### Document segment
▼
Tuesday, March 24, 2009

REVIEW: Cut


McCormick, P. (2000). Cut. New York: Push.

043924599

While ya gotta respect McCormick for repeatedly exploring some of the toughest issues for young adult girls out there, I feel like Cut doesn’t focus on cutting enough to warrant it making the title. Sure the narrator is put in a facility because she is a cutter, but her group mates who are there for an assortment of reasons interested me just as much, when I could keep straight who each one was. (Students may need to chart each character and track their characteristics. For reals, it’s so easy to get these girls confused!)

McCormick does a wonderful job of constructing Callie’s character, although I did expect her to have experienced more trauma than what was described in the book.

In this short book, there is a small commentary about the perception of cutter’s by most people and the medical community. McCormick confronts that general assumptions and misunderstandings by presenting multiple people and a second girl who cuts herself for different reasons.

Despite my extensive consideration of cutting here, the majority of the book is more focused on the aspects of life that are haunting Callie and her journey to deciding to get better.

My favorite part is that the entire book is written in second-person direct addresses to the reader, as though he or she is the psychiatrist working with Callie.
▲
### Required action 1
Using the review of Cut, mark each statement yes or no and quote the words of the review that decide it: (a) The reviewer thinks the book focuses on cutting enough to justify its title. (b) The book is written in second-person direct addresses to the reader. (c) The reviewer expected Callie to have experienced more trauma than the book describes.
### Required action 2
From the line of the book review that begins "McCormick, P. (2000).", list every piece of publication information it gives and say what each one is.
### Required action 3
Carry on the review of Cut from its final sentence, in the same voice.

### Source information
▼
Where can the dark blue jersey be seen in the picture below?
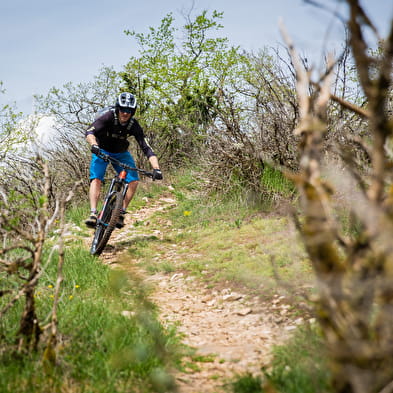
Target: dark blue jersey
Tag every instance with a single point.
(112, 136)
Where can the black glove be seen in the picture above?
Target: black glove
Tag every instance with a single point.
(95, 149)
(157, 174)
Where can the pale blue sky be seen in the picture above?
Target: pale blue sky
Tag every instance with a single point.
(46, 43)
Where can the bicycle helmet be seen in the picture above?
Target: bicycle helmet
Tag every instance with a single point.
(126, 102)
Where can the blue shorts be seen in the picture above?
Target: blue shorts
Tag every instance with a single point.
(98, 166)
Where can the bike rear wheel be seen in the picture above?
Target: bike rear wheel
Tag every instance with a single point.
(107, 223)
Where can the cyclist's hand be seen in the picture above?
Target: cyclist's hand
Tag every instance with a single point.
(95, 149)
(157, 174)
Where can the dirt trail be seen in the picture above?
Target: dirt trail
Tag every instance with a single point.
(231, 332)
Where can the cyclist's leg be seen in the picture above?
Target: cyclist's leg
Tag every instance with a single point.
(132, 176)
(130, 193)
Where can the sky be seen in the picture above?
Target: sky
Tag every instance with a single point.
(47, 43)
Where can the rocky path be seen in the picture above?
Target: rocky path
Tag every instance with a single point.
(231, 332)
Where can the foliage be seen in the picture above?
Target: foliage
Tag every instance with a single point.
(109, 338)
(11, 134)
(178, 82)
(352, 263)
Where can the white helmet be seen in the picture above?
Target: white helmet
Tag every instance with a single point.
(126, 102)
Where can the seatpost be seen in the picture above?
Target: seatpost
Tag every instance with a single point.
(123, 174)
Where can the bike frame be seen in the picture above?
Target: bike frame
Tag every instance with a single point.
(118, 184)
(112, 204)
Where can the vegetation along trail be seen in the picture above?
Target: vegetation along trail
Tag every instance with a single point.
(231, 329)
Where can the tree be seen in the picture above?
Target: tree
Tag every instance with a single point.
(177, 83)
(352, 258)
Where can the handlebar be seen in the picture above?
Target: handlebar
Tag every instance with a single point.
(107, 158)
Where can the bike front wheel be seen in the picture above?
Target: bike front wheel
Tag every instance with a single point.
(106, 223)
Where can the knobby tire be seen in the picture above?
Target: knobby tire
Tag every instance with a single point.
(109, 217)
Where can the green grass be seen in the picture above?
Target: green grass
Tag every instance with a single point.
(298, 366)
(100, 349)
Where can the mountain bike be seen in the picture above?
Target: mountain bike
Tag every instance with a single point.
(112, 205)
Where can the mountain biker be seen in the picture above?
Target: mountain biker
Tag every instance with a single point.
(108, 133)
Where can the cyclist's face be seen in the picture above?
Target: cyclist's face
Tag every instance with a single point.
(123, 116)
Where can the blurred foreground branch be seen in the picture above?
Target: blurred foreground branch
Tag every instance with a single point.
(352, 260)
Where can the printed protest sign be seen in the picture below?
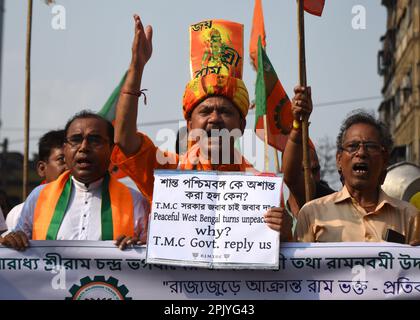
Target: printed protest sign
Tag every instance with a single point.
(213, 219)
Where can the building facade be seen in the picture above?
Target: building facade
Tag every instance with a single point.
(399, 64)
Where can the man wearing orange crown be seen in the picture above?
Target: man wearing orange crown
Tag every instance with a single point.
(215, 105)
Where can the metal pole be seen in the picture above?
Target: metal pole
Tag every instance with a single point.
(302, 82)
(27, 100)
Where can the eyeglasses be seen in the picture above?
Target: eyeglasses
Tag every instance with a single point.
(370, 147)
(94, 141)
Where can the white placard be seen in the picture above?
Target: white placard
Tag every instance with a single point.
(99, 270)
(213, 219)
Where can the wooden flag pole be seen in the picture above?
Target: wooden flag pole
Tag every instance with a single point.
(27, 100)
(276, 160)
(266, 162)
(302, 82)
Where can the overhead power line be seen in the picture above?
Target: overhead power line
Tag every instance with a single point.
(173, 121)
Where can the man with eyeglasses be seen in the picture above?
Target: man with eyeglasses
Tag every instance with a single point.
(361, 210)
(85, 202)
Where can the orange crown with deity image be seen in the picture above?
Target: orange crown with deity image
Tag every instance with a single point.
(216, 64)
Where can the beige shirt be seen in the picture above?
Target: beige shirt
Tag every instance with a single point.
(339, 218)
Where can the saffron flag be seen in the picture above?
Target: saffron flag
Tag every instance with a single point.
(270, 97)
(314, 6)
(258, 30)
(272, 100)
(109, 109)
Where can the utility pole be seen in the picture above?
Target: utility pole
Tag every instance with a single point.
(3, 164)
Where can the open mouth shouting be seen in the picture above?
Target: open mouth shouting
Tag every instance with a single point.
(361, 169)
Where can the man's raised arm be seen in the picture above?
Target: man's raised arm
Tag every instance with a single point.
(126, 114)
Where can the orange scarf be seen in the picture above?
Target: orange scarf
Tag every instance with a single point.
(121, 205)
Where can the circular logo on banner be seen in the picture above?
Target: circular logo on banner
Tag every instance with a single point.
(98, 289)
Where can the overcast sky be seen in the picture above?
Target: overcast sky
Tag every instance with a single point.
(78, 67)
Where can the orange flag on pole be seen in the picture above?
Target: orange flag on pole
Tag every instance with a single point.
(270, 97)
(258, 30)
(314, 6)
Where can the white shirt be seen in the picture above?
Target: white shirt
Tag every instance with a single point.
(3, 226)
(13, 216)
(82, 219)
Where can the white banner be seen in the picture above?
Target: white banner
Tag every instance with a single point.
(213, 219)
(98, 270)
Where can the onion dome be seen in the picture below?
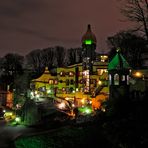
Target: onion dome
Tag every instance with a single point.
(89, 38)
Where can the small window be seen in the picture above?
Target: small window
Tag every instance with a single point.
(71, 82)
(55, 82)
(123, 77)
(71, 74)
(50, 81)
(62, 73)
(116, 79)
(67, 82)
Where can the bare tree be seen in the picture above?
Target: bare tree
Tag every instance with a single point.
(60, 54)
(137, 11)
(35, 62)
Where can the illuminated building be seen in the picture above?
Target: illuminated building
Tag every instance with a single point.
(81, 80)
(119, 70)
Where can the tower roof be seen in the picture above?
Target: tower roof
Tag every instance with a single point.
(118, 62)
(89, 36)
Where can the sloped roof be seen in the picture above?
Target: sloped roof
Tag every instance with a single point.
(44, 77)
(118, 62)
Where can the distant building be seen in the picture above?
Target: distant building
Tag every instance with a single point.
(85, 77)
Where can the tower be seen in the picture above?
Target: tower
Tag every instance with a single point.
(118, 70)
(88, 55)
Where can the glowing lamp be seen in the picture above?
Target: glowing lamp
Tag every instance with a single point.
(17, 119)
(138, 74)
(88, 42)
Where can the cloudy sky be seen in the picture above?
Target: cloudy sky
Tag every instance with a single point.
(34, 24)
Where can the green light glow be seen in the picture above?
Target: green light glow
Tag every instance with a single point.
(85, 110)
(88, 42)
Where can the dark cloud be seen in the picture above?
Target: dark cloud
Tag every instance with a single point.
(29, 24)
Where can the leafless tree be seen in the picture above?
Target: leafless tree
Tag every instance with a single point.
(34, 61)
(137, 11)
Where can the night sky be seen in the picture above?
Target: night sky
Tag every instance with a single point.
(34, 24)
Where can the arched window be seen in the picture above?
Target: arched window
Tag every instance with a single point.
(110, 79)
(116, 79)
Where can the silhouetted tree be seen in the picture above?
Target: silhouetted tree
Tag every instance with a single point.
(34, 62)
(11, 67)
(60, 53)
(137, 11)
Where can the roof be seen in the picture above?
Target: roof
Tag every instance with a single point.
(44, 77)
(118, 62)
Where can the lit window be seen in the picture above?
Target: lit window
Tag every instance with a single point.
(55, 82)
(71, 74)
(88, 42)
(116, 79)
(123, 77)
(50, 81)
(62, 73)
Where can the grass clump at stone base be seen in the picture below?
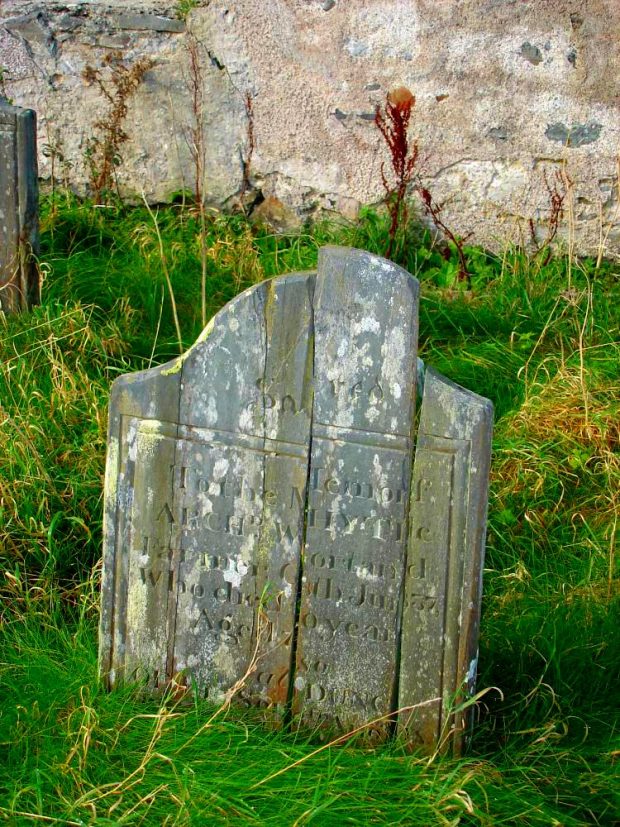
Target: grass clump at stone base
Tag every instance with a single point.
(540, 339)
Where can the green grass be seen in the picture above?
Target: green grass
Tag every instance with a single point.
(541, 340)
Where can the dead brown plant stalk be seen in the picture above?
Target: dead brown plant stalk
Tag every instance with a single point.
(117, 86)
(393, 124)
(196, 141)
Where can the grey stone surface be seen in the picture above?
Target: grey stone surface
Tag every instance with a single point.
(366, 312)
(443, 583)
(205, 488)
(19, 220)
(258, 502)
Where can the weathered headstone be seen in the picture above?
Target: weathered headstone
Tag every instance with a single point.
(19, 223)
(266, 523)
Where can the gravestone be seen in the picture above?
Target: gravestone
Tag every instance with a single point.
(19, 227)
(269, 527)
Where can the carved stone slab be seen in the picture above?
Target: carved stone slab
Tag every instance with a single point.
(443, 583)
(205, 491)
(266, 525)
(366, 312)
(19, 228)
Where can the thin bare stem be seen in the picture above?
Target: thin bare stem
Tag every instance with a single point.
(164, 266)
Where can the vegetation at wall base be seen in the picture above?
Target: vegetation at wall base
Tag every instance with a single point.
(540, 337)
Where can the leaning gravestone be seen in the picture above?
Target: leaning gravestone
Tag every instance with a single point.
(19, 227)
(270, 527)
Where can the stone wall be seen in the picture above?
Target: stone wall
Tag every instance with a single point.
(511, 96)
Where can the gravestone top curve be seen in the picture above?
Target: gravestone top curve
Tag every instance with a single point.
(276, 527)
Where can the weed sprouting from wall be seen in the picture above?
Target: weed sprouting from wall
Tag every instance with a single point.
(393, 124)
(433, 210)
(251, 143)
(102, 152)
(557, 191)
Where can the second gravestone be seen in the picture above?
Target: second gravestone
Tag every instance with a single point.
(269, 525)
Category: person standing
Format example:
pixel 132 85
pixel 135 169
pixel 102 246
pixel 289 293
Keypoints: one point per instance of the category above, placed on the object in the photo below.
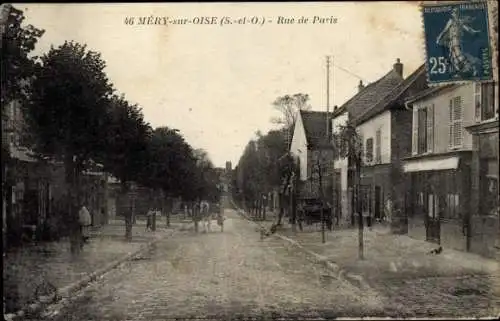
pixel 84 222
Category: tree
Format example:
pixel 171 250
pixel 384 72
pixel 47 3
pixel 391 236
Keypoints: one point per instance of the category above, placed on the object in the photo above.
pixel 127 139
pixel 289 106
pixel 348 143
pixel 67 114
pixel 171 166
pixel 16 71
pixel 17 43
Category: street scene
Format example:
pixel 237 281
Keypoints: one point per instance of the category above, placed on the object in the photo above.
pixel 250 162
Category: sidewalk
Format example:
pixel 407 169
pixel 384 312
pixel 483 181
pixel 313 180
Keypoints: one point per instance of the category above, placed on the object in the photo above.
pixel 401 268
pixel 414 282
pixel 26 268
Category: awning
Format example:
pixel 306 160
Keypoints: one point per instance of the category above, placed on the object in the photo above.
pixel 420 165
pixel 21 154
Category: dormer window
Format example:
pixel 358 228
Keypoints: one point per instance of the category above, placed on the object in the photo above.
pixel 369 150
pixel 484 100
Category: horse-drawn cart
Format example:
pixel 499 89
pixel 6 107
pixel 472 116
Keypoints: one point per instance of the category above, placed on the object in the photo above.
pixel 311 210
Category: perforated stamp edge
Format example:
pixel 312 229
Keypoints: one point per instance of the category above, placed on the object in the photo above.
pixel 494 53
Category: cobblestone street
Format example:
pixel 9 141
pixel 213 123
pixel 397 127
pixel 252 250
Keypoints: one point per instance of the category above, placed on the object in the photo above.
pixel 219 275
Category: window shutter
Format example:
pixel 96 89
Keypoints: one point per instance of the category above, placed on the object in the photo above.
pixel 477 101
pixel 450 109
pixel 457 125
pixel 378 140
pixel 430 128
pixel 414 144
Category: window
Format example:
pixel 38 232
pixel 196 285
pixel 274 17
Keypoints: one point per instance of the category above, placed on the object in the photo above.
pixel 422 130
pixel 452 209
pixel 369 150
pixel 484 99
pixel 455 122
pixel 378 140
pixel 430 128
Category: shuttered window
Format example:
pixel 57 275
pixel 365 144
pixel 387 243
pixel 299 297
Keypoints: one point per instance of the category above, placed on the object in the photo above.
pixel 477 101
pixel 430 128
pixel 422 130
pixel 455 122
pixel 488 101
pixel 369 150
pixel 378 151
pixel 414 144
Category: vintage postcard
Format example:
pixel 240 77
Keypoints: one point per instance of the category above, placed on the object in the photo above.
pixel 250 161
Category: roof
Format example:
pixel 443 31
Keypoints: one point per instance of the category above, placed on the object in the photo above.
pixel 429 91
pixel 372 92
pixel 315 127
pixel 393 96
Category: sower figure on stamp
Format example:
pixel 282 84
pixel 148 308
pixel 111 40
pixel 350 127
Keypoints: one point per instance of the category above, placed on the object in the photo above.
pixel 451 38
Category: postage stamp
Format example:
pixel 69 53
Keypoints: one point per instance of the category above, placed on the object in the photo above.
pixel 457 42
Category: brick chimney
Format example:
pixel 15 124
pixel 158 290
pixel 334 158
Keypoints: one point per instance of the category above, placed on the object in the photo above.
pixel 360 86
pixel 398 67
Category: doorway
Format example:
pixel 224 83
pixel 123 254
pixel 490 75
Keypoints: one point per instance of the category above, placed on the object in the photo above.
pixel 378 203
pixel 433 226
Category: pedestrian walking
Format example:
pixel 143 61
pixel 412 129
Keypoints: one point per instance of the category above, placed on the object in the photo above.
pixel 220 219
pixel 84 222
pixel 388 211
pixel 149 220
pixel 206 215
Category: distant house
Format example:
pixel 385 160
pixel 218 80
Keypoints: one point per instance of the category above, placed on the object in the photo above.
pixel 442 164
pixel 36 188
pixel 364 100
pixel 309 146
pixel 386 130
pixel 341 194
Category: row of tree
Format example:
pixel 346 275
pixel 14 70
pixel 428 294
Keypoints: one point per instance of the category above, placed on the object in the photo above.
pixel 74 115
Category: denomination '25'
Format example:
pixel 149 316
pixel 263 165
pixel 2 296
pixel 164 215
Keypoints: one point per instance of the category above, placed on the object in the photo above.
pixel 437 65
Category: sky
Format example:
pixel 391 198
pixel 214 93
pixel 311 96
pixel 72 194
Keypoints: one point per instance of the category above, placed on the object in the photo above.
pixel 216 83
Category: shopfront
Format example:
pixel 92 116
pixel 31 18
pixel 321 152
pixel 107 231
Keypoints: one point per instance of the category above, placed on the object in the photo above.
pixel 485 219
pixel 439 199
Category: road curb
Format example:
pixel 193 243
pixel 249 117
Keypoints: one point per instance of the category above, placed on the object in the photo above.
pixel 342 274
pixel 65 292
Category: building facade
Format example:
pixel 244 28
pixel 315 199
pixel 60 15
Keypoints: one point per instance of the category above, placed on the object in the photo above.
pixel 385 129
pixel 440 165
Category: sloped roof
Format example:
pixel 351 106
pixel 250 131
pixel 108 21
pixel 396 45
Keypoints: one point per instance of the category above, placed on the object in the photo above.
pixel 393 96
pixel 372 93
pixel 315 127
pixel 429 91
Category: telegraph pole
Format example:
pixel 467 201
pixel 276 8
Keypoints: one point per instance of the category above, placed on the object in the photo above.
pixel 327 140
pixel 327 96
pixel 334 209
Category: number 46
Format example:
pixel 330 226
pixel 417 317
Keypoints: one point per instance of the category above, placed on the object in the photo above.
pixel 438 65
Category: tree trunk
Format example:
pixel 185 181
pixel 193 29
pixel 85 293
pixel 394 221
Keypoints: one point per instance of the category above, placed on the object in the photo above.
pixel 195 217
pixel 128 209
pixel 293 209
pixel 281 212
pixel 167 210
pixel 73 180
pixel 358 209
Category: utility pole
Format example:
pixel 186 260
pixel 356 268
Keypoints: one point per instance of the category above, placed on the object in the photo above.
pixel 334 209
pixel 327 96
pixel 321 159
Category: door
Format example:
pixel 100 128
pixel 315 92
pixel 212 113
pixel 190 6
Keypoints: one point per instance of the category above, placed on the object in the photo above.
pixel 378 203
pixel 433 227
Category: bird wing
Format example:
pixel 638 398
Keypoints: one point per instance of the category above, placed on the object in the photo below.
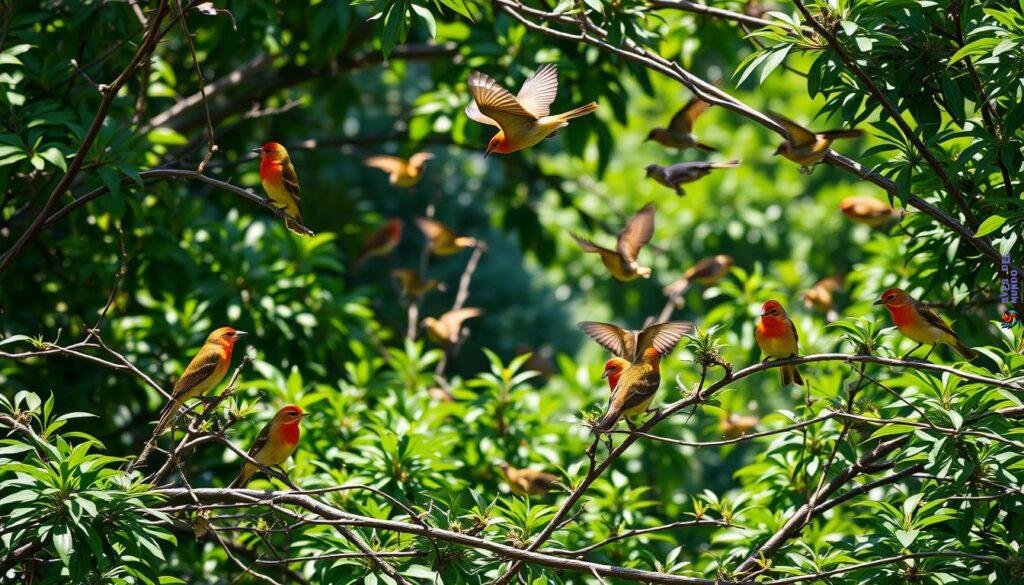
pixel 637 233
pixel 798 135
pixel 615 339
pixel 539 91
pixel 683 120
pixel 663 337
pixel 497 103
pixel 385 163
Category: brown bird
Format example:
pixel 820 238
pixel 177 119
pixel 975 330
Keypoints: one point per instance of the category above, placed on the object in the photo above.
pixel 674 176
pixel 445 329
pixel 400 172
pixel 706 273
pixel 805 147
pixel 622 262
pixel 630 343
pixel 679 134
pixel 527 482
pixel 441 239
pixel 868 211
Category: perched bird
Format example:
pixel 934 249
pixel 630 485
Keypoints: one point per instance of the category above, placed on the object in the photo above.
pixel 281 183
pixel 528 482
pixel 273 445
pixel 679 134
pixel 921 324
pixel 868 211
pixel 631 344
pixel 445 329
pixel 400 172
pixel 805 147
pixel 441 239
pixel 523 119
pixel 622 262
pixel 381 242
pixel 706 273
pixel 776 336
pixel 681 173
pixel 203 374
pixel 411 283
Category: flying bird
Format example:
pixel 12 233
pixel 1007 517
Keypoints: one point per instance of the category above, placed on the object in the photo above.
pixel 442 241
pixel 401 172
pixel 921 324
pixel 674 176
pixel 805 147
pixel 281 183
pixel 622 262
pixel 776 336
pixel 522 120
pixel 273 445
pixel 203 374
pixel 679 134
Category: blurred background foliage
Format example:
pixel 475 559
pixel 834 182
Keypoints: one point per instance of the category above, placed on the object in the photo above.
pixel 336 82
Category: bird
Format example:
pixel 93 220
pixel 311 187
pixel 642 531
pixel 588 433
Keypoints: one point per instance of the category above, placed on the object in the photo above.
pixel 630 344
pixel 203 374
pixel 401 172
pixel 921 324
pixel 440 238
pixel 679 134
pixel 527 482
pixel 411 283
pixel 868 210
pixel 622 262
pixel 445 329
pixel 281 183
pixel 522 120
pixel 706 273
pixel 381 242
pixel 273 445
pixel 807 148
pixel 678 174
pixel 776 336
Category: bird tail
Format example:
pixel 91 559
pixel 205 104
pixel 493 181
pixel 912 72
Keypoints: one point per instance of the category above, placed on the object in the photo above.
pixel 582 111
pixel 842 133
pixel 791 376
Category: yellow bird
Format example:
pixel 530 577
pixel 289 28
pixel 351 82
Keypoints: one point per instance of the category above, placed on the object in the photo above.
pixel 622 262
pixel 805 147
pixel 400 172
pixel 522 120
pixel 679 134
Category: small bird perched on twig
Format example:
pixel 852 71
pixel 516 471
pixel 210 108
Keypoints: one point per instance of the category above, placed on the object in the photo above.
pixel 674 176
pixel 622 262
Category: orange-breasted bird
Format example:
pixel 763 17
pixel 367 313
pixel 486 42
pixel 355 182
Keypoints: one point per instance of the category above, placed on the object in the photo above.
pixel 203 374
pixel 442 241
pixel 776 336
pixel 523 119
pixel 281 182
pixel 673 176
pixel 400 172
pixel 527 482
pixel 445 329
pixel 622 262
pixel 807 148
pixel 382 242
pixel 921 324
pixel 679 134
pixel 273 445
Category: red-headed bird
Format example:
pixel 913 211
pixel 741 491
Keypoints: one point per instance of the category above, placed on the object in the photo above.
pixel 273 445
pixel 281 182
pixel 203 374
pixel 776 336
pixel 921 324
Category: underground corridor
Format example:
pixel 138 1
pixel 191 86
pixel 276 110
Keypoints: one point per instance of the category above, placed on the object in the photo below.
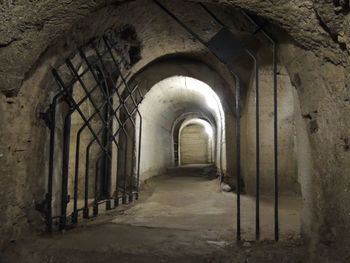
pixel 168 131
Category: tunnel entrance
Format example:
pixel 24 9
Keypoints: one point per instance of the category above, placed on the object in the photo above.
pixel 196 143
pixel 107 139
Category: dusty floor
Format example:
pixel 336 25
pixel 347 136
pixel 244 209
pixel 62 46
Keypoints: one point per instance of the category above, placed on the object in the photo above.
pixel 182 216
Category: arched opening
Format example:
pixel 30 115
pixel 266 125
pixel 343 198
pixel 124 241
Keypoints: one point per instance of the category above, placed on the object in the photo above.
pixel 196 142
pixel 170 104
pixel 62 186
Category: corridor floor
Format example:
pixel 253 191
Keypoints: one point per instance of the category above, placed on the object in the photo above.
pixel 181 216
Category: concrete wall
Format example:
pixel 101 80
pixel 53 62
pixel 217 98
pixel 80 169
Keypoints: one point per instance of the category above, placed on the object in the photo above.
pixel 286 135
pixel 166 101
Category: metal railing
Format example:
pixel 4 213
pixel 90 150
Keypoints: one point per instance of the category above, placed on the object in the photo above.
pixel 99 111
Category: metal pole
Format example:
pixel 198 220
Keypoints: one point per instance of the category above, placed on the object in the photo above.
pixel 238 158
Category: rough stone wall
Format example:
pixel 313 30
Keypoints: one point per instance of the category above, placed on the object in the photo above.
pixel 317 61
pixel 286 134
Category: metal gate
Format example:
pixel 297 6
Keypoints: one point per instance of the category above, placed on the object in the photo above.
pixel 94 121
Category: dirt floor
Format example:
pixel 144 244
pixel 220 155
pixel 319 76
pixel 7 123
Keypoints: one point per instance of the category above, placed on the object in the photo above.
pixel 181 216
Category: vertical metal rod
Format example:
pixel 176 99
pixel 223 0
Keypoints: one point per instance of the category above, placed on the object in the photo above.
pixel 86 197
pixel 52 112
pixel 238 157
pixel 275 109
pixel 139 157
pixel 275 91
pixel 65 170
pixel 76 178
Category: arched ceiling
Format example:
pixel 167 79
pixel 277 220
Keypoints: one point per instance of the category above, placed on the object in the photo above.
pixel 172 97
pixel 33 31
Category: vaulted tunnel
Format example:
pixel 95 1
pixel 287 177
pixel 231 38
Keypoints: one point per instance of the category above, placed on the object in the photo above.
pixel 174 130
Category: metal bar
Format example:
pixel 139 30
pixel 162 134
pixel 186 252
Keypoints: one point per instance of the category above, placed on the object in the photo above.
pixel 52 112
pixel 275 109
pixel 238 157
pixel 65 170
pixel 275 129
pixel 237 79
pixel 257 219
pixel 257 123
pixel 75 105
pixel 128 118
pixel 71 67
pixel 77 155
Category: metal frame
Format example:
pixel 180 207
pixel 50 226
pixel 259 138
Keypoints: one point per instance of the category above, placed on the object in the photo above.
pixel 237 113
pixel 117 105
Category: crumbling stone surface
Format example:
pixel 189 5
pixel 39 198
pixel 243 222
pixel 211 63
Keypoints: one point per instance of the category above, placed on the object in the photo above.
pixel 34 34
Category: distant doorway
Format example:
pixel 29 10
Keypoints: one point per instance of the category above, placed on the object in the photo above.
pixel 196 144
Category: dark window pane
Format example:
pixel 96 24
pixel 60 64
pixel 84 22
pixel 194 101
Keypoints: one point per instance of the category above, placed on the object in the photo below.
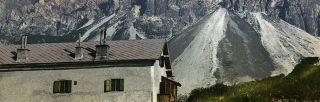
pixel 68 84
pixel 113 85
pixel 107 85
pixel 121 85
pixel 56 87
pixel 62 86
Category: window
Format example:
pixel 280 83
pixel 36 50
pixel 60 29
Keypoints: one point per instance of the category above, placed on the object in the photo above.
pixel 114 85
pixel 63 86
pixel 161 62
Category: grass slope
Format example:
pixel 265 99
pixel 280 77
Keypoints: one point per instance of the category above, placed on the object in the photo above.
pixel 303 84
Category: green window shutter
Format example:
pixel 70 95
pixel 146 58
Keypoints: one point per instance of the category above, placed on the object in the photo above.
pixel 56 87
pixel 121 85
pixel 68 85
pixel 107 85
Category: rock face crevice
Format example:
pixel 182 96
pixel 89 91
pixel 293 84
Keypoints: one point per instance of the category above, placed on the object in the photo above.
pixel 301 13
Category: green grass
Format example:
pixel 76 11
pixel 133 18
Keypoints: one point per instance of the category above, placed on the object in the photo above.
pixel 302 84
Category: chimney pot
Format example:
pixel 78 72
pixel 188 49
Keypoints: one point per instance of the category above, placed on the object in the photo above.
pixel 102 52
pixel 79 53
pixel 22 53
▲
### Task output 1
(a) No: "I feel like Cut doesn’t focus on cutting enough to warrant it making the title."
(b) Yes: "the entire book is written in second-person direct addresses to the reader"
(c) Yes: "I did expect her to have experienced more trauma than what was described in the book."

### Task output 2
Author: McCormick, P.
Year: 2000
Title: Cut
Place of publication: New York
Publisher: Push

### Task output 3
Activities to do with the book:

This book is good for starting discussions on issues of cutting, bulimia, anorexia, insanity, drug addiction, familial pressures, ways of dealing with problems, dealing with stress over a sick relative, expressions of emotions, etc.

Also, the ending is fairly ambiguous, so students could write letters to the characters asking how they are doing or they could write their own continuations.

Students could also write a letter as Callie’s psychiatrist as a response to the book. Or they could construct the character of “you” based on the few clues present in the text.



Favorite Quotes:

“You say it’s up to me to do the talking” (p. 1).

“The people at Sick Minds were still trying to figure out what to do with me” (p. 11).

“There’s a lot of crying here at night. Since there are no doors on any of the rooms, the crying—or moaning, or sobbing—floats out into the hallway. Sometimes I lie in bed imagining a river of sobs flowing by, leaving little puddles of misery on each threshold” (p. 27).